* [Bloc de texte]
%%
62. Hôtel New Hampshire

Samedi 26 mai 1990

Sur le chemin de Noirétable, 9 heures. Hier j’ai battu mon record de marche toutes catégories : 36 km dans la même journée ! Mais j’ai été récompensé de mes efforts, car je suis arrivé à Saint-Just-en-Chevalet en n’espérant trouver qu’un hôtel quelconque pour la nuit et je suis tombé sur un jeune couple, André et Valérie, qui venait d’ouvrir une hôtellerie à l’ancienne (formule chambres d’hôtes) et avec qui j’ai passé une merveilleuse soirée. À recommander à tous ceux qui cherchent autre chose qu’un hôtel traditionnel de province et qui apprécient une ambiance familiale décontractée propice aux goûts de chacun : rester dans sa chambre ou s’installer dans la salle commune pour regarder la TV, dans le salon pour lire, ou écouter de la musique et bavarder, prendre son repas à part ou ensemble autour de la grande table de bois brut.
%%
* [Consigne A]
Répondez à ces questions sur le récit de marche :
(i) Combien de kilomètres ont été parcourus la veille ?
(ii) Quels sont les prénoms du jeune couple qui tient l'hôtellerie ?
(iii) Autour de quoi peut-on prendre son repas ensemble ?
* [Consigne B] Poursuivez le récit de marche vers Noirétable à partir de sa dernière phrase.

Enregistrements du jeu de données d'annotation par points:
%%
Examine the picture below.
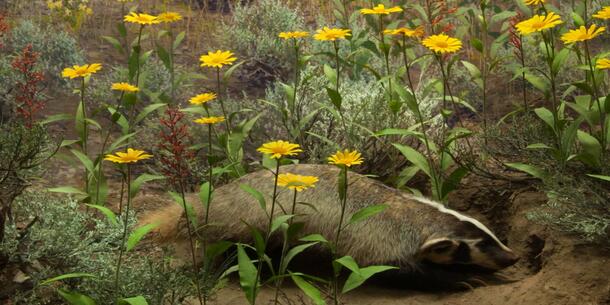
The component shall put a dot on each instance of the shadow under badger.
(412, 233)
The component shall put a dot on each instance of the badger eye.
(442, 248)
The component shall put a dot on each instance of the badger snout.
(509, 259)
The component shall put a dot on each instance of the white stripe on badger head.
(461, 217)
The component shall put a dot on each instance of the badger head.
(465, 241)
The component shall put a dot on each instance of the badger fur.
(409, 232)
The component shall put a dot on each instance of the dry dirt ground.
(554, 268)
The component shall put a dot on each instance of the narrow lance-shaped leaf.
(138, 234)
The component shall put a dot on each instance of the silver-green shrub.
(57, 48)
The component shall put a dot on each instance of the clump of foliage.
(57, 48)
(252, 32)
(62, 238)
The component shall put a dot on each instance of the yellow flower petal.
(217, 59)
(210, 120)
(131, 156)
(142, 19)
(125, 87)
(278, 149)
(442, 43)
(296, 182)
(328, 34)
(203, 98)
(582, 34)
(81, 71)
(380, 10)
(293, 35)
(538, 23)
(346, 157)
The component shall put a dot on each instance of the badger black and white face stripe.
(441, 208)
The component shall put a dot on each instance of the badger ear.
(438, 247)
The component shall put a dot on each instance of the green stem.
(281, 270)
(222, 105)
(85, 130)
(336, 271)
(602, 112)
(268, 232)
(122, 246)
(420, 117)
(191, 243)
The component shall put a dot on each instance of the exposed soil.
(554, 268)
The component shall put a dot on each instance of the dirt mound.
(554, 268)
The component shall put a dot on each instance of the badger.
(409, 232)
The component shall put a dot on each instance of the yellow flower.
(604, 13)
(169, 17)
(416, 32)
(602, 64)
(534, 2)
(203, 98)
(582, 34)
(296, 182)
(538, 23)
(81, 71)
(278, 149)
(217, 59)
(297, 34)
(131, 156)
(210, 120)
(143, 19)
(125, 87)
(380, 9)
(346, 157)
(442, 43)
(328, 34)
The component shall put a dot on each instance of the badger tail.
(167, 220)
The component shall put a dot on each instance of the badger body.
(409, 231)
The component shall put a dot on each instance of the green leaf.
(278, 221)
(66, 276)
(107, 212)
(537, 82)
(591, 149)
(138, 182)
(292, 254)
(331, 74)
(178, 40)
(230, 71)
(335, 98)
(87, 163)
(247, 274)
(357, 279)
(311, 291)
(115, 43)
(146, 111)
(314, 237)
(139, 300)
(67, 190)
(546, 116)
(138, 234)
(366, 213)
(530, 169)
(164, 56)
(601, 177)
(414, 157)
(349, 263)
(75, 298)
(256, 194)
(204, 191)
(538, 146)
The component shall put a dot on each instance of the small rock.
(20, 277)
%%
* [Réponse A]
(i) 36 km.
(ii) André et Valérie.
(iii) Autour de la grande table de bois brut.

* [Réponse B]
André vient du Puy, il connaît bien le Chambon-sur-Lignon. Il est éducateur pour enfants difficiles à Roanne, Valérie était infirmière à domicile. Encore très jeune, mère de trois enfants dont les deux premiers d’un précédent mariage qui dût mal tourner, elle reste sur place pour accueillir les clients et s’occuper de tout ce qu’il reste à faire car ils ne sont installés que depuis peu de temps. Ils ont acheté ce très vieil hôtel à une très vieille dame qui faisait tout elle-même, donc assez peu, sauf ses parquets cirés à la main par les petites paysannes à genoux de la région. Après elle, tout fut laissé à l’abandon et les parquets ragréés sous moquette. Ils ne l’ont pas acheté très cher mais ils durent le réaménager complètement, installant de grandes chambres doubles pour famille entière avec pièce contiguë pour enfants et lits supplémentaires, toilettes et WC privés, etc.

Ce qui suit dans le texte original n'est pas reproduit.